___ PROVIDED PASSAGE ___
Whenever we face an eternal threat in our lives, we often have two choices - fight or flight. We either hold our ground and face that threat or we flee in the opposite direction. Different times in our lives, call for different reactions. There is no one size fits all for all the situations we may face. 
But internal battles? Those are a bit harder. We often don’t fight them or flee from them, we ignore them, until they get so bad that we can no longer do so. And when our internal wounds and struggles start showing up on the outside, we don’t just ignore them, we start to try to convince other people that they don’t exist. Have you ever said (or heard someone else say) “I don’t have a problem with….(fill in the blank)” Our self-deception becomes down right dishonesty. 
Our brothers and sisters in twelve step programs understand this, perhaps better than the rest of us, with the steps that they work through, starting with admitting that we are powerless and that our lives have become un-manageable. 
That’s at the root of our dishonesty - is it not? We would rather ignore what we are facing when we cannot manage it, and we are so fearful of others realizing our flaws and shortcomings and sin, that we try to manage them and their perceptions of us, then face what is in front of us. 
Jesus cut through all of that with his teaching found in the seventh chapter of the Gospel of Matthew about judging others. Why do we judge others? Because we don’t want to own up to the sin in our own lives. Jesus is a bit tongue in cheek here, when he is talking about folks who are badgering their neighbors about removing the speck in their own eye, when they have a log coming out of their own. 
There are certain scriptures that I would love to see illustrated and this is one of them. A person swinging around with a log coming out of their eye, who can’t even reach out to wipe a speck out of someone else’s eye because of it - a ponient image. 
Jesus goes on to say that we need to first address the sin in our own lives before we go around complaining about our neighbors. Judging our neighbors. 
Instead, in Matthew, chapter 5, Jesus invites us into a different way of living. What could be called a more honest way of living. Jesus begins with the ancient teaching from scripture to love your neighbor and have your enemy, but then he flips it on its head. First, he doesn’t try to convince people that they don’t have enemies. In ancient times there were enemies around every corner it seemed like. Instead, he tells people to pray for not just their enemies but those who persecute you.
___ ITEMS ___
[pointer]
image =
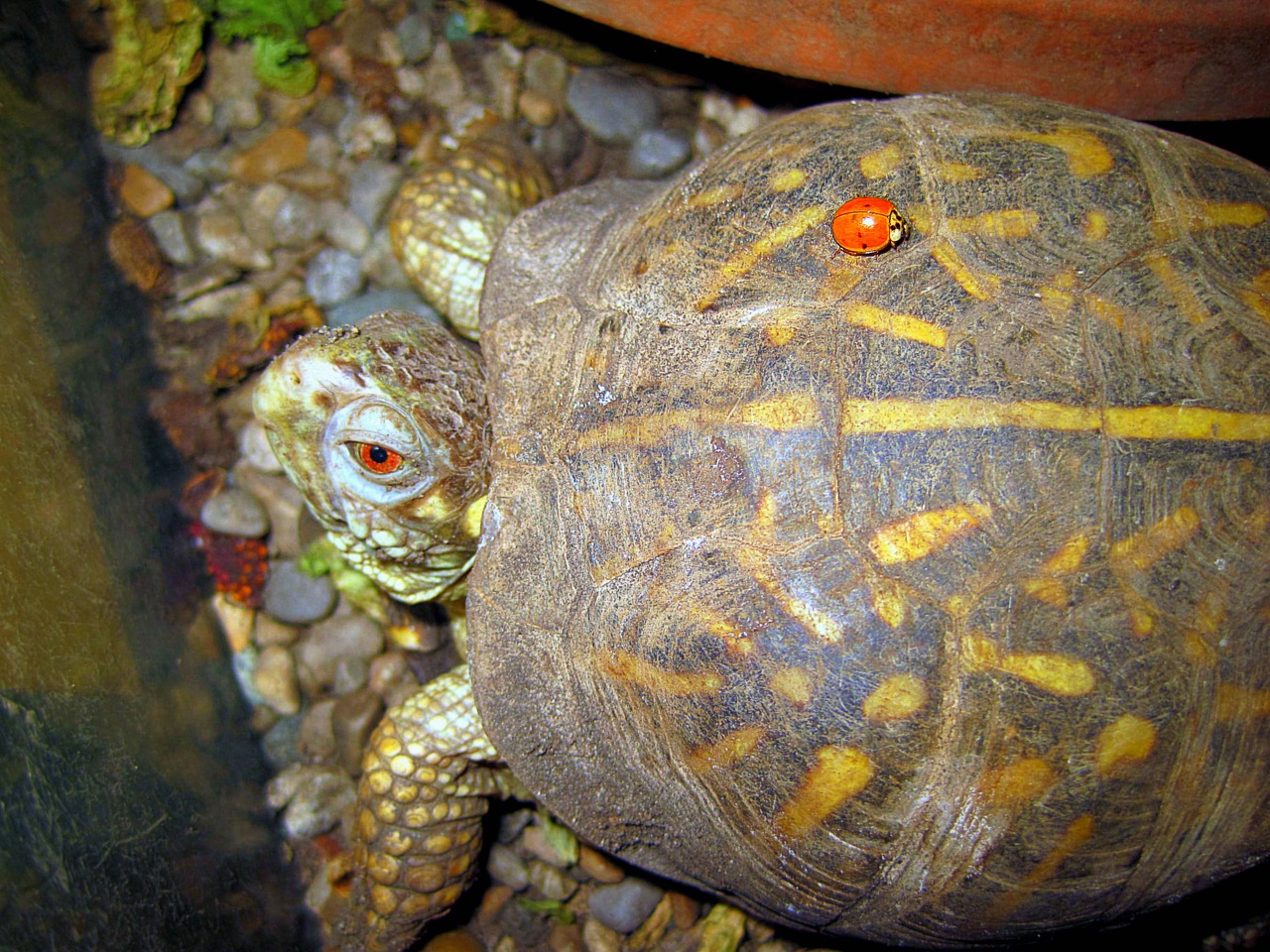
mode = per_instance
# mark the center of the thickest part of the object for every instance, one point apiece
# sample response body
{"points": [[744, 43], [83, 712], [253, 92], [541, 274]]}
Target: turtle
{"points": [[920, 595]]}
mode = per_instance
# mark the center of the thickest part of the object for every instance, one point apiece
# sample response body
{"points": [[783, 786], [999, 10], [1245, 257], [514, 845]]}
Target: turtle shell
{"points": [[922, 597]]}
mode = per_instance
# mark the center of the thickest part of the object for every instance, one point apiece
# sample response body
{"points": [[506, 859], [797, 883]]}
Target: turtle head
{"points": [[384, 428]]}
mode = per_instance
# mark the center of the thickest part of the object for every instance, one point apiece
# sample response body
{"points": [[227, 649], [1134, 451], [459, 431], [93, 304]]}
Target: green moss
{"points": [[276, 30]]}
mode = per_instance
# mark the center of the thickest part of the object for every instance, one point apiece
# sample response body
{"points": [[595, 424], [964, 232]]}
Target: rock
{"points": [[281, 743], [507, 867], [362, 306], [598, 937], [611, 105], [552, 883], [298, 222], [353, 717], [344, 229], [291, 595], [317, 798], [625, 905], [657, 153], [331, 642], [143, 193], [350, 674], [173, 239], [371, 188], [275, 154], [598, 866], [218, 232], [275, 679], [235, 512], [317, 730], [333, 276], [414, 35]]}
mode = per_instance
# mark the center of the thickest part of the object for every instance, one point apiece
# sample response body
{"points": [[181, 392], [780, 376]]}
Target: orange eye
{"points": [[379, 460]]}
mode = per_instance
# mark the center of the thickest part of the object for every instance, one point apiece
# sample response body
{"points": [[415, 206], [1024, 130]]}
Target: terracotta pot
{"points": [[1143, 59]]}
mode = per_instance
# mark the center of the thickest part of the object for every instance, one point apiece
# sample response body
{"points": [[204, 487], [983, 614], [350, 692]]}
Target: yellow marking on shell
{"points": [[897, 698], [728, 751], [889, 602], [1003, 223], [1047, 585], [780, 414], [1078, 834], [716, 194], [1183, 294], [1127, 740], [957, 172], [1087, 155], [1095, 227], [472, 516], [922, 534], [898, 325], [980, 287], [767, 244], [1146, 547], [786, 180], [1019, 783], [735, 639], [881, 163], [1199, 214], [772, 579], [1056, 674], [1257, 295], [794, 684], [1236, 702], [867, 416], [635, 670], [838, 774]]}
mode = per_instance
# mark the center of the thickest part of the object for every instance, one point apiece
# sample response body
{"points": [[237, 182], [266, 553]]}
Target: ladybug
___
_GIVEN TASK_
In the reflection on honesty and judging others, which chapter of the Gospel of Matthew holds Jesus's teaching about judging others? The items have nothing to do with the reflection on honesty and judging others.

_SOLUTION FOR THIS PROBLEM_
The seventh chapter.